= Task statement =
Count the lines in the rows below that contain the word "each" and reply with the number alone.

= Entries supplied =

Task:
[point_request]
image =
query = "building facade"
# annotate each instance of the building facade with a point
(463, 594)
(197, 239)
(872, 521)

...

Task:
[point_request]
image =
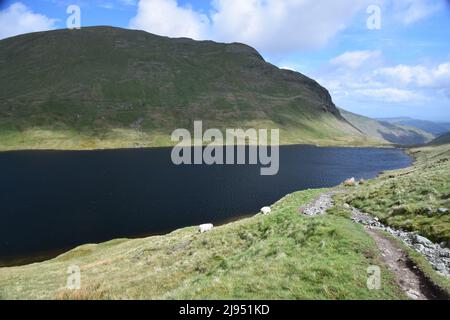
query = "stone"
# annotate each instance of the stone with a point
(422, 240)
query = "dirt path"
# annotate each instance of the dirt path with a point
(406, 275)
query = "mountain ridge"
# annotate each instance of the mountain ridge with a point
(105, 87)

= Final result =
4